***** Page extract *****

It was nice to hear that he had a sense of humor about his epilepsy. He kept apologizing for putting me through this. I said I didn't mind at all, as I had frequently wondered how I would deal with the loss of my credit cards. I was getting a first hand lesson without the personal agony. When we returned to the Wells Fargo office, we were told their shipment of US currency for the day had arrived, so we had to search no further. Stephen was given the money he was wired in US one hundred dollar bills. Then we had to go to a Bank of China to have some of it changed into yuans.

Outside the bank a couple guys offered to change money. Their rate was agreeable, especially since it didn't include a commission nor a long wait with a lot of paperwork. When one guy seemed to say he had to go and get money and was going to take the one hundred dollar bill Stephen had given him, I saw Stephen start to protest and then slowly collapse into my arms. At first I thought he was just faking incredulity that the guy would suggest such a thing, but no, that feared seizure had struck.

***** Source information *****

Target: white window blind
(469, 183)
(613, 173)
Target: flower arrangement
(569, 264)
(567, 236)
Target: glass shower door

*****

[Work task A]:
In the passage about Stephen, what kind of US bills was Stephen given at the Wells Fargo office?
[Work task B]:
Write out the part of the passage about Stephen starting with "Outside the bank" and going on through "seizure had struck.".

[Response box A]:
US one hundred dollar bills.

[Response box B]:
Outside the bank a couple guys offered to change money. Their rate was agreeable, especially since it didn't include a commission nor a long wait with a lot of paperwork. When one guy seemed to say he had to go and get money and was going to take the one hundred dollar bill Stephen had given him, I saw Stephen start to protest and then slowly collapse into my arms. At first I thought he was just faking incredulity that the guy would suggest such a thing, but no, that feared seizure had struck.